A run of records:
•••

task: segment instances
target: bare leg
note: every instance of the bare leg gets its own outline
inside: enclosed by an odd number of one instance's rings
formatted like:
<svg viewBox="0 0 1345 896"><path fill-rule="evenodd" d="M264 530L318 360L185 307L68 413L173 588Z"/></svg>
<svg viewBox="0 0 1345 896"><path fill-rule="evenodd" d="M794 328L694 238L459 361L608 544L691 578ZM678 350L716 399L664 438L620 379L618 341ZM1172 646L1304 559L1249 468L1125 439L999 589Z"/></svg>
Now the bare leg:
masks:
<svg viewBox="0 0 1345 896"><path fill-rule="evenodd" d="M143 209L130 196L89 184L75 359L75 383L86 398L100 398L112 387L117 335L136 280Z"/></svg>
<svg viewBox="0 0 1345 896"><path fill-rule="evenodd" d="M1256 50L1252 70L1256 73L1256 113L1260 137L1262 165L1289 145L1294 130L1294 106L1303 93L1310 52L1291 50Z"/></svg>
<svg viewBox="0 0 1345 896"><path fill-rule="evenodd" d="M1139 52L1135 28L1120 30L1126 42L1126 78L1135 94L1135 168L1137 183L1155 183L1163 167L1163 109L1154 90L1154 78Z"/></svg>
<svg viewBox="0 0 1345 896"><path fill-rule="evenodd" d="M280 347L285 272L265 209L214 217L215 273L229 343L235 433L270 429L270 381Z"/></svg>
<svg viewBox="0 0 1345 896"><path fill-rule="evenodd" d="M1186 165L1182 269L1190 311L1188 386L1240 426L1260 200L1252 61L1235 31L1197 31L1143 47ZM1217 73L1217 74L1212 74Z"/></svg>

•••

> _Task details_
Gather each line of the listing above that contains the string "bare" and copy those lines. Matching is case-sensitive.

> _Completed task_
target: bare leg
note: every instance of the bare leg gets its own outline
Now the bare leg:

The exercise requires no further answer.